> [Data provided]:
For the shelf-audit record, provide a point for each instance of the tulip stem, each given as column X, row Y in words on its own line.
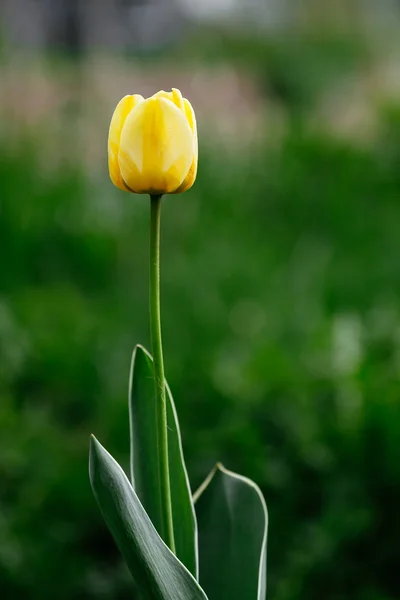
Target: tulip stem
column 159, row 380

* * *

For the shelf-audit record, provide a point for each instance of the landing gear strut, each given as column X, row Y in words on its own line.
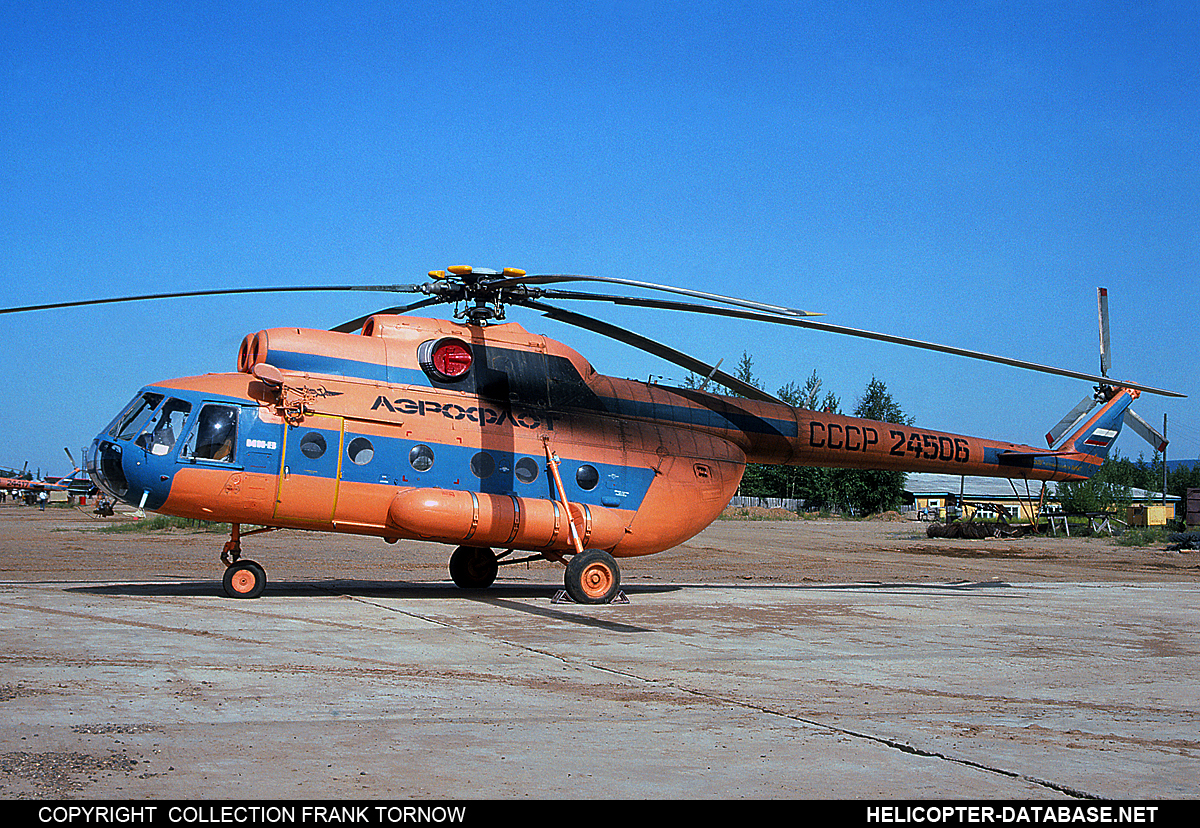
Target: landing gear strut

> [The task]:
Please work out how many lines of the listing contain the string "strut", and answer with the number only.

> [Answer for the task]:
2